▸ Problem to work on
How many lines in the entries below contain the string "drop", with case counting? Give only the number.

## START Given records

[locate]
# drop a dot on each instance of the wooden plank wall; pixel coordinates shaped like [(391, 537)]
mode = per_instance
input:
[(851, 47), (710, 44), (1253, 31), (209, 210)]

## END Given records
## START Given records

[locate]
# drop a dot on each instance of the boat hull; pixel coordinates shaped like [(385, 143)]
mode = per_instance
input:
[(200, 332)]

## END Given records

▸ Response to the exercise
2